* What the task requires
Return every line of the records that includes the string "building".

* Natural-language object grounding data
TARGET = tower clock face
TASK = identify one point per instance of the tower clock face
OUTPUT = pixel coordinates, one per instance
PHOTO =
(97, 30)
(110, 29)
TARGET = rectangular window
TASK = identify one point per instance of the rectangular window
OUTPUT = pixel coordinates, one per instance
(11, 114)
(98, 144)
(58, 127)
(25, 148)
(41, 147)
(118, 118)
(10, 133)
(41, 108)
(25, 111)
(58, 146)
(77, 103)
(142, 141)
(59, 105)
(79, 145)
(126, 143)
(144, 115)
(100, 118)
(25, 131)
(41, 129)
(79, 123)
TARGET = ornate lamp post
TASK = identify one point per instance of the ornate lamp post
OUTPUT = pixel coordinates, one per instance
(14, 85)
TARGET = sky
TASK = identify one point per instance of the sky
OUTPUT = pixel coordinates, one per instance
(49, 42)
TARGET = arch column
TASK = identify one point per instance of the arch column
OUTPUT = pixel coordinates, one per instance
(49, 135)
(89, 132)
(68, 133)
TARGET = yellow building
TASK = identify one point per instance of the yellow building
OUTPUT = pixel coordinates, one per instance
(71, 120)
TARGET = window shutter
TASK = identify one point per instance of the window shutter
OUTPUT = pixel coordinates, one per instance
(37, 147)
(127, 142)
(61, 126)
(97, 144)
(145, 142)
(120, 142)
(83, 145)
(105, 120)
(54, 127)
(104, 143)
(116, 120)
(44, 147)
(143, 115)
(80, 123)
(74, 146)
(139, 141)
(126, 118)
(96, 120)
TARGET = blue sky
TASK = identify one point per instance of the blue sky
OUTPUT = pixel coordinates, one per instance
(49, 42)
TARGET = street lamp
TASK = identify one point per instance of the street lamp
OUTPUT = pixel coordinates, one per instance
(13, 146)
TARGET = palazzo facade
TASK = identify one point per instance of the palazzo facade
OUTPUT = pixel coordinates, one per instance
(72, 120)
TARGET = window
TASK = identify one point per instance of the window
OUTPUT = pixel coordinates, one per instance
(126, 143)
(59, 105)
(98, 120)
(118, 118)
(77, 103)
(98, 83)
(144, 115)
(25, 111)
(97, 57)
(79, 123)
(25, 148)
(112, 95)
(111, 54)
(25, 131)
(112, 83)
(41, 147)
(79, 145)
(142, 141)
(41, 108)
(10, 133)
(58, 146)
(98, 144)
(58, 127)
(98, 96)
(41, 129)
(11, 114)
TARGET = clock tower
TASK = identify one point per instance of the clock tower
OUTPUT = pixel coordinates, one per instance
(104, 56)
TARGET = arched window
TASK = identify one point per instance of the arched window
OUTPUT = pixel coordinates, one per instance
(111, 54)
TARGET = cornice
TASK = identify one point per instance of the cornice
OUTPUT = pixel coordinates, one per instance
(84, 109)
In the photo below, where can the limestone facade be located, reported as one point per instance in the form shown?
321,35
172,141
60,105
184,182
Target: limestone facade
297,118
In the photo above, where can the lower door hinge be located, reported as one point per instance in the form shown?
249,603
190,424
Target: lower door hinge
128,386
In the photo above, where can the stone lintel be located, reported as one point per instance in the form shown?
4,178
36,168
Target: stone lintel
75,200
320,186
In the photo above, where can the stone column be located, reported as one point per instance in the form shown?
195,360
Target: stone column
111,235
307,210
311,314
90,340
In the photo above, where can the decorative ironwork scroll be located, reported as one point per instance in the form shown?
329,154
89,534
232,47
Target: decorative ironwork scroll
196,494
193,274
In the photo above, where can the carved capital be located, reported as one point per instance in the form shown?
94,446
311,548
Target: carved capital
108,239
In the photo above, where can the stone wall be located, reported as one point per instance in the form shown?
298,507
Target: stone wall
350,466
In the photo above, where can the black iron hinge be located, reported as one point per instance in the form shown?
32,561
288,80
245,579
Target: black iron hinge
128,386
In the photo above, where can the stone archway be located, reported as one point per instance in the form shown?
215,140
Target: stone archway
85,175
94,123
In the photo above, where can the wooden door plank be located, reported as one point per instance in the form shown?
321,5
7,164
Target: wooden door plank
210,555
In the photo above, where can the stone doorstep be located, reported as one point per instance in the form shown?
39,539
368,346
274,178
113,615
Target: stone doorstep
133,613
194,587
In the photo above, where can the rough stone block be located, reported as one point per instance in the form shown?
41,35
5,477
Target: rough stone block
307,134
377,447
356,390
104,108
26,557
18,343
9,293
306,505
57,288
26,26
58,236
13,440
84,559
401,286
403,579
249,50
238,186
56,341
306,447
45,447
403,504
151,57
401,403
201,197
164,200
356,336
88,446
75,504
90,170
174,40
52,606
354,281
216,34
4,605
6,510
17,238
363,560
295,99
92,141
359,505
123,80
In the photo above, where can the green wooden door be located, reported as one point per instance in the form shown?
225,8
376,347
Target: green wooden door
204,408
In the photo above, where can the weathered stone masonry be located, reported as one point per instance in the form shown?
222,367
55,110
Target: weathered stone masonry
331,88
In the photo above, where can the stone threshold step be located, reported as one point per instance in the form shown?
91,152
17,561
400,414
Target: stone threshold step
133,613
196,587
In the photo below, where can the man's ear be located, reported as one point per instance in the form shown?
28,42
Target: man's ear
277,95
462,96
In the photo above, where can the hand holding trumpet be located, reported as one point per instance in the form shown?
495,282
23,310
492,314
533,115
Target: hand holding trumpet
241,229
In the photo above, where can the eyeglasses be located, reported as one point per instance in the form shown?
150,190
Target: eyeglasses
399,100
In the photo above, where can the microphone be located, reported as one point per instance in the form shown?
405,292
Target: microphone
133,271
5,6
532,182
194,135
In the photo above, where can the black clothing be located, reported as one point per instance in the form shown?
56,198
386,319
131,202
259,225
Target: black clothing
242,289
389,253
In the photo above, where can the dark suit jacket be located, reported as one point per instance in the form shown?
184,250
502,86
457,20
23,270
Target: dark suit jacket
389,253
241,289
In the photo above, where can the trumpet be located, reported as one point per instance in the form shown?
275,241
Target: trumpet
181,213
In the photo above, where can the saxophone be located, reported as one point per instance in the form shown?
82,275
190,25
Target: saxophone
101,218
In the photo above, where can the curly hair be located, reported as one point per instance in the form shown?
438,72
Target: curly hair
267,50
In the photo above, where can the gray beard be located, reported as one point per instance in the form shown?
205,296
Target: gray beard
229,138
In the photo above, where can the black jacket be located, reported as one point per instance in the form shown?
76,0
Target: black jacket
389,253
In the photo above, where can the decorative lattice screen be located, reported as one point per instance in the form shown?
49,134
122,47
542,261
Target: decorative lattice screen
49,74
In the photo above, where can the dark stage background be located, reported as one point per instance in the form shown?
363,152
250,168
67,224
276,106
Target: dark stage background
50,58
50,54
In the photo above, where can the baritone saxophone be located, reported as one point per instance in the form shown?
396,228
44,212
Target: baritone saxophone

* Finished exercise
TARGET = yellow building
TASK = identify one point per instance of the yellow building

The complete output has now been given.